Hola Buz@s,


La primera inmersión nocturna de tu vida no se te olvida jamás. Por más que pase el tiempo, esa sensación de sumergirte en aguas oscuras, con todos sus monstruos ahí, esperándote, resta en la memoria.

Aquella nocturna se preparó como todas las demás, un buen briefing, instrucciones de seguridad, parejas y grupos, todos a bordo y el mar en perfecto estado para la inmersión.

Aún y así, a los buzos, en las inmersiones nocturnas, siempre se les ve más intranquilos de lo habitual, sobretodo aquellos que se estrenan en este tipo de buceo.



Las risas y las caras serias se van alternando. Es el nerviosismo que recorre tu piel y te pone en alerta el que te hace actuar, a veces incluso, de manera ridícula.



A cinco metros de profundidad encendemos una luz que emite destellos contínuos. Parece una concentración de paparazzis fotografiando al Rey mientras se come el elefante que ha cazado. Porque se lo comerá, no lo mató por matar, se lo zampara enterito. Te lo digo yo, que me críe viendo la serie de dibujos animados Jacky y Nuca.

El cabo nos marca el descenso, poco a poco vislumbro el fondo a 18 metros de profundidad, los buzos que en el barco se encontraban algo nerviosos respiran agradablemente y no dejan de buscar el bicho que les alegre la inmersión.
------------------------------------------------------------
## CONSIGNA 1
Según el relato de la inmersión nocturna, ¿a qué profundidad se empieza a ver el fondo?
## CONSIGNA 2
Continúa el relato de la inmersión nocturna a partir de su última oración.

[Datos guardados]
------------------------------------------------------------
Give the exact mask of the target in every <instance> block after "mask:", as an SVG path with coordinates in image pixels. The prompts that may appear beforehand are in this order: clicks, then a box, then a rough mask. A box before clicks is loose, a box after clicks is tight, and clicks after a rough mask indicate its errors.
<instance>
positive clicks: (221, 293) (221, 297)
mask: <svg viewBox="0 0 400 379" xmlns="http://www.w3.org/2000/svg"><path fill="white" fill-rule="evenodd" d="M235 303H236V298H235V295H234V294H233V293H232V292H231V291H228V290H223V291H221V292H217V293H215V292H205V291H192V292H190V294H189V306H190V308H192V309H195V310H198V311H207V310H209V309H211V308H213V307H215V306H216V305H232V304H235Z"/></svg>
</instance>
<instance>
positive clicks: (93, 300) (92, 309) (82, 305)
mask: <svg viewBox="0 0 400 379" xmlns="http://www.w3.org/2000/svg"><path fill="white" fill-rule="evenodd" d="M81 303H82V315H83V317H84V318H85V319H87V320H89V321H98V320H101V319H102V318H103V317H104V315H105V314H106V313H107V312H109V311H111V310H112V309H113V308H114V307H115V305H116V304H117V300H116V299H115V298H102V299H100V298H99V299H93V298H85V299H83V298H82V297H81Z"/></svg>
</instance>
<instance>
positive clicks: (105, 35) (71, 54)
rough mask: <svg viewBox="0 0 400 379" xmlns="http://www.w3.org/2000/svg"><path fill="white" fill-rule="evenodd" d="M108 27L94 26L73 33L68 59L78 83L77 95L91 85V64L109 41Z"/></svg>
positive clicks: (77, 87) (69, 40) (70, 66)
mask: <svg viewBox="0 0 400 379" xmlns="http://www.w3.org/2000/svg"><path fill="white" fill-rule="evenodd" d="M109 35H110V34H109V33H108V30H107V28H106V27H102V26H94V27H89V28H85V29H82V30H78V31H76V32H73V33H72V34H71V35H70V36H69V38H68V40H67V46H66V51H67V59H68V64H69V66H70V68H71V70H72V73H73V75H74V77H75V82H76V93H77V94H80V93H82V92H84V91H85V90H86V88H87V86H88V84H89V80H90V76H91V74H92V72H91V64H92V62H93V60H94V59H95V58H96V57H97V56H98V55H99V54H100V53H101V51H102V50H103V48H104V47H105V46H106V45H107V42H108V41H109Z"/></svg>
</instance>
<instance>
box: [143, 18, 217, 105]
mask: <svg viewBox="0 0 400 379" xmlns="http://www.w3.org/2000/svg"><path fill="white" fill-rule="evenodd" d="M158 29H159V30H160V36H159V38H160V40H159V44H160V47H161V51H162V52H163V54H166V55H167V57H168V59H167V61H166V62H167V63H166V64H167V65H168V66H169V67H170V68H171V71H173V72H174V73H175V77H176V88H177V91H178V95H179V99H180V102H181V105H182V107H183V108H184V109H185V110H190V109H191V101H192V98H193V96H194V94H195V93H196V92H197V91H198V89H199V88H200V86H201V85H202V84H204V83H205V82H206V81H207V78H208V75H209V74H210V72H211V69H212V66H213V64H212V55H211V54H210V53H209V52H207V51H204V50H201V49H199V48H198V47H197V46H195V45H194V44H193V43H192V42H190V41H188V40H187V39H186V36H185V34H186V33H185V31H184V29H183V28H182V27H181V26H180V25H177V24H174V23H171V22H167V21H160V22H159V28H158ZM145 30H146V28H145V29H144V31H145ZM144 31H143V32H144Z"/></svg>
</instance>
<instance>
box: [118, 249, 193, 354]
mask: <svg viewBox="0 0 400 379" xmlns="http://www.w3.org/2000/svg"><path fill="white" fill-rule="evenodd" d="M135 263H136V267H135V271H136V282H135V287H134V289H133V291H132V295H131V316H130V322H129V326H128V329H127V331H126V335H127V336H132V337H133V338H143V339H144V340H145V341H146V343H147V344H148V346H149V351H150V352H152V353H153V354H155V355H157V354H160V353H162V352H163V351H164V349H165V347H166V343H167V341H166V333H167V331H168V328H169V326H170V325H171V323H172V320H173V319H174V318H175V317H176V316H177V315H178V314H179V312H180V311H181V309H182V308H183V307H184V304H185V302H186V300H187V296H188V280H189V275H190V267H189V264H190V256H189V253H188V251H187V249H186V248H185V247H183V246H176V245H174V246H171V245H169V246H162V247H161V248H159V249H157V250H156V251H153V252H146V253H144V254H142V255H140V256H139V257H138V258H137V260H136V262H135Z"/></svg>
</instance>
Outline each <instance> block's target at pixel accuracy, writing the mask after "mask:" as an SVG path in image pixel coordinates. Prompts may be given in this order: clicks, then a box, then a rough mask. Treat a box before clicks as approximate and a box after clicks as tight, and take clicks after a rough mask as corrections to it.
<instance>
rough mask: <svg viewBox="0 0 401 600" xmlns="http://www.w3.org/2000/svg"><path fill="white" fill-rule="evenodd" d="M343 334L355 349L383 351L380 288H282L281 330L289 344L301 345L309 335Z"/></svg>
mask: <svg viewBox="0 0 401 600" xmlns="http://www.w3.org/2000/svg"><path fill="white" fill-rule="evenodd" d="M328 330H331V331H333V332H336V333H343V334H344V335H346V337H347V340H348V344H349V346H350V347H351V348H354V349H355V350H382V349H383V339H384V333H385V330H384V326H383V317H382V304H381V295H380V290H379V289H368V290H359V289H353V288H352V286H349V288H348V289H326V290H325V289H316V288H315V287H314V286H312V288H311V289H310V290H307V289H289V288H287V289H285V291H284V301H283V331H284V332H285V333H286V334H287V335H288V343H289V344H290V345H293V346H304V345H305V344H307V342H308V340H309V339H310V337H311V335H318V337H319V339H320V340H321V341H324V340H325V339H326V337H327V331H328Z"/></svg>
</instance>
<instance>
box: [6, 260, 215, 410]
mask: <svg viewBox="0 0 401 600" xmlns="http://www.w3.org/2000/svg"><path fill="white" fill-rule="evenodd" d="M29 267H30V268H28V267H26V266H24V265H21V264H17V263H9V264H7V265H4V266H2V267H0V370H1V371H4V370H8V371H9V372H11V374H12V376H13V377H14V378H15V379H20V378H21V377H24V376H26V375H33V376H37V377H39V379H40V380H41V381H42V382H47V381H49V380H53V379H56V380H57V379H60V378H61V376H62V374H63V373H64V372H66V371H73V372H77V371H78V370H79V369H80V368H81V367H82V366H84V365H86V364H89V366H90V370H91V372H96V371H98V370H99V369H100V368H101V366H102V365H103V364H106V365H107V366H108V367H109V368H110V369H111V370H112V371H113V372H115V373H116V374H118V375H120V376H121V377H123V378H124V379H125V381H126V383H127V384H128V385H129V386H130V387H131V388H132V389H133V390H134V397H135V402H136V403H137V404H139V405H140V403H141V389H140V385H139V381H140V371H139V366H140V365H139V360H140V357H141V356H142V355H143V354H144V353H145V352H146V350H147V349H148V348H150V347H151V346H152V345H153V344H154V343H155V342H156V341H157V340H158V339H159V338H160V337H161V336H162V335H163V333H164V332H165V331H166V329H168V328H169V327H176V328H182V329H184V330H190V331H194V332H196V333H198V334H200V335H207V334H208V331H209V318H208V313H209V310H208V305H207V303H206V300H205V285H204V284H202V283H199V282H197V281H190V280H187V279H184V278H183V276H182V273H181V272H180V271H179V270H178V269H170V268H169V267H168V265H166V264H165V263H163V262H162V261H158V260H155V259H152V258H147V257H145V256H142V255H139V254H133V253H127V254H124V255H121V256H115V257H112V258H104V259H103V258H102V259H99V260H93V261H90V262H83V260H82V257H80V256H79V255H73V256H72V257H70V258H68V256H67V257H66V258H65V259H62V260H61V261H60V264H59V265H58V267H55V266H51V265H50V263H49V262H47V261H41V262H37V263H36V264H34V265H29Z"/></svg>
------------------------------------------------------------
## RESPUESTA 1
A 18 metros de profundidad.

## RESPUESTA 2
Una vez todos en el fondo y, después del ok correspondiente, empezamos a mirar en los escondrijos entre las rocas, en busca de crustáceos multicolores. La arena también es un lugar divertido para encontrar esos seres que viven entre la arena y el corte de la roca.

Prácticamente estamos terminando la inmersión cuando de repente, a la altura de mi oreja, un ser del tamaño de mi pulgar, me da un susto de muerte, no por su tamaño, sinó más bien por su aparición espontánea.

Se me queda mirando a la altura de los ojos, le muestro la palma de mi mano y con suma ternura le doy cobijo mientras la observo alucinado. Parece un abejorro, se mueve poco a poco. 

Me giro para ver a mi compañera de buceo, una chica con los ojos más bonitos que te puedas imaginar. Sin embargo, su rostro me asusta. Esos dulces ojos azul cielo de muñeca se han quedado sin respiración, clavados en la sepia que le ofrezco con mi mano.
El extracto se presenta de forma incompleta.